Source document ::
Hadash, (Note: The Hebrew name Hadash (חד״ש) is an abbreviation of HaHazit HaDemokratit LeShalom VeLeShivion, lit. 'The Democratic Front for Peace and Equality'. Its Arabic name al-Jabhah ad-Dimuqrāṭiyyah lis-Salām wal-Musāwāt is abbreviated Aljabha, lit. 'Front') officially the Democratic Front for Peace and Equality, (Note: החזית הדמוקרטית לשלום ולשוויון; الجبهة الديمقراطية للسلام والمساواة) is a left-wing to far-left political coalition in Israel formed by the Communist Party of Israel (Maki) and other groups.

In August 2026, the party joined Ta'al and Balad in re-establishing the Joint List ahead of the 2026 election.

==History==
===Foundation and original program===
Hadash was formally established on 7 March 1977 in Tel Aviv, following a resolution by the 18th Congress of the Communist Party of Israel (Rakah) held in December 1976, in preparation for the 1977 elections. The congress called for a "broad front of all peace-loving and democratic forces" to provide a political alternative to the ruling Labor and Likud blocs. The coalition adopted the Hebrew letter "Vav" as its electoral sign.

The founding member organizations and adhering groups included:
- The Communist Party of Israel (Rakah)
- The Black Panthers of Charlie Biton's faction (several others in Saadia Marciano's faction joined the Left Camp of Israel)
- Elected local officials from Arab towns and villages
- The Israeli Left Socialists (Shasi)
- Members of various kibbutzim
- The Israeli Communist Opposition (Aki), which had been founded by former Maki leader Esther Vilenska prior to her death in 1975, and was later joined by Shmuel Mikunis.
- A circle of academics, including Daniel Amit and other public figures.

Dataset excerpts
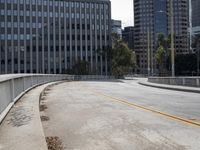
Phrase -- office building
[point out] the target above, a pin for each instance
(50, 36)
(194, 19)
(117, 27)
(128, 36)
(152, 17)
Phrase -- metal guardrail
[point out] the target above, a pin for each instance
(13, 86)
(183, 81)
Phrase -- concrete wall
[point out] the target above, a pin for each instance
(184, 81)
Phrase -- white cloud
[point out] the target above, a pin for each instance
(123, 10)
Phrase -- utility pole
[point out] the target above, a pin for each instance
(172, 38)
(148, 53)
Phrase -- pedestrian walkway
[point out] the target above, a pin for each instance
(22, 128)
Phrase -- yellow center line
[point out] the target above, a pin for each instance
(133, 105)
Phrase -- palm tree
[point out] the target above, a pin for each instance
(162, 53)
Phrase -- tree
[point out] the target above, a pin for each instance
(162, 54)
(81, 67)
(122, 58)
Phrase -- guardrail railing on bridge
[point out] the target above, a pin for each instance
(183, 81)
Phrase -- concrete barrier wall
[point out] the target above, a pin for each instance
(184, 81)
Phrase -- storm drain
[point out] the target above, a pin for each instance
(54, 143)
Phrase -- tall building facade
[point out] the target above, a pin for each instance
(128, 36)
(117, 27)
(194, 19)
(152, 17)
(50, 36)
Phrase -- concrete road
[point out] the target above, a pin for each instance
(122, 116)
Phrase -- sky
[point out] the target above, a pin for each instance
(123, 10)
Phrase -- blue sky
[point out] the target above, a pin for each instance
(123, 10)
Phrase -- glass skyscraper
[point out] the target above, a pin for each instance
(50, 36)
(153, 17)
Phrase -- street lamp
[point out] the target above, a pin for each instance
(171, 15)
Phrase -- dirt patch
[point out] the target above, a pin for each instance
(43, 107)
(44, 118)
(19, 116)
(54, 143)
(43, 98)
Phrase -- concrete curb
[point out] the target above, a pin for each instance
(30, 136)
(169, 87)
(9, 107)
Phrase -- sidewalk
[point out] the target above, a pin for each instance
(22, 128)
(171, 87)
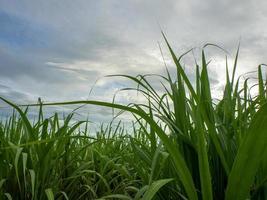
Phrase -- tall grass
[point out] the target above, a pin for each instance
(184, 145)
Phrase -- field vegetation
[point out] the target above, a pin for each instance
(183, 144)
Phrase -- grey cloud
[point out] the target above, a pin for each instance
(89, 39)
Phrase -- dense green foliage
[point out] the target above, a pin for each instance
(184, 145)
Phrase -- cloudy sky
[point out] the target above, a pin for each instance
(57, 49)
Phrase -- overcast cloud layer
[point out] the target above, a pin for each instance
(57, 49)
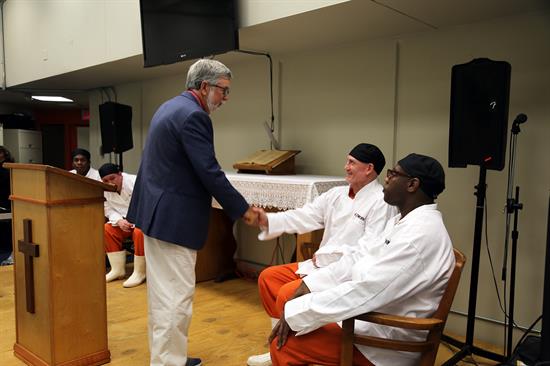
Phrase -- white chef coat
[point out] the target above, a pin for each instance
(92, 174)
(404, 271)
(116, 205)
(344, 219)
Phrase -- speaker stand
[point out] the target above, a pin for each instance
(467, 348)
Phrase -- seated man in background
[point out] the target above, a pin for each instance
(6, 256)
(403, 271)
(82, 164)
(118, 228)
(346, 213)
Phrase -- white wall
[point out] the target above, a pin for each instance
(395, 93)
(46, 38)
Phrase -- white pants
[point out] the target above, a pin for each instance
(170, 290)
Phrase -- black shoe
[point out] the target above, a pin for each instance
(193, 361)
(225, 277)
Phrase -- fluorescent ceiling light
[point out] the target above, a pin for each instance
(45, 98)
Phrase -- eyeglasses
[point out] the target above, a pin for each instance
(225, 89)
(394, 173)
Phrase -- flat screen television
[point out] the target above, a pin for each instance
(178, 30)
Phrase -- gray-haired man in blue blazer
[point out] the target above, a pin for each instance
(171, 202)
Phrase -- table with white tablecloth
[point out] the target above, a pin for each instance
(279, 193)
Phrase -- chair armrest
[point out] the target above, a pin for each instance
(401, 321)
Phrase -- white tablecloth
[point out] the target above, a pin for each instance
(281, 191)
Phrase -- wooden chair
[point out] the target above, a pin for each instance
(433, 325)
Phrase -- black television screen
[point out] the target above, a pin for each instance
(178, 30)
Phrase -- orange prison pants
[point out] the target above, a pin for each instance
(322, 346)
(277, 284)
(114, 237)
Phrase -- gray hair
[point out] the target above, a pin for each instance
(206, 70)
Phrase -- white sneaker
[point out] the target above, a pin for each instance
(259, 360)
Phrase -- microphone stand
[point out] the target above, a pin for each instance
(467, 347)
(512, 207)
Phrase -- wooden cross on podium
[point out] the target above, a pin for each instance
(30, 250)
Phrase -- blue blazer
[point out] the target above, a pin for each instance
(178, 176)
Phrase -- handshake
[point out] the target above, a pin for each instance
(256, 216)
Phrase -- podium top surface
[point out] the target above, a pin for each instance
(58, 171)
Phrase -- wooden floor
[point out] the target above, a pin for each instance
(229, 324)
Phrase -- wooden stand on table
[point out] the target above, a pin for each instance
(268, 162)
(59, 269)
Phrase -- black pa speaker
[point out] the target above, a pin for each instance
(480, 93)
(116, 127)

Instructions for the task :: Can you reproduce the passage about Hadash in full, word for word? These items have no connection to the passage about Hadash.

The answer ::
Hadash, (Note: The Hebrew name Hadash (חד״ש) is an abbreviation of HaHazit HaDemokratit LeShalom VeLeShivion, lit. 'The Democratic Front for Peace and Equality'. Its Arabic name al-Jabhah ad-Dimuqrāṭiyyah lis-Salām wal-Musāwāt is abbreviated Aljabha, lit. 'Front') officially the Democratic Front for Peace and Equality, (Note: החזית הדמוקרטית לשלום ולשוויון; الجبهة الديمقراطية للسلام والمساواة) is a left-wing to far-left political coalition in Israel formed by the Communist Party of Israel (Maki) and other groups.

In August 2026, the party joined Ta'al and Balad in re-establishing the Joint List ahead of the 2026 election.

==History==
===Foundation and original program===
Hadash was formally established on 7 March 1977 in Tel Aviv, following a resolution by the 18th Congress of the Communist Party of Israel (Rakah) held in December 1976, in preparation for the 1977 elections. The congress called for a "broad front of all peace-loving and democratic forces" to provide a political alternative to the ruling Labor and Likud blocs. The coalition adopted the Hebrew letter "Vav" as its electoral sign.

The founding member organizations and adhering groups included:
- The Communist Party of Israel (Rakah)
- The Black Panthers of Charlie Biton's faction (several others in Saadia Marciano's faction joined the Left Camp of Israel)
- Elected local officials from Arab towns and villages
- The Israeli Left Socialists (Shasi)
- Members of various kibbutzim
- The Israeli Communist Opposition (Aki), which had been founded by former Maki leader Esther Vilenska prior to her death in 1975, and was later joined by Shmuel Mikunis.
- A circle of academics, including Daniel Amit and other public figures.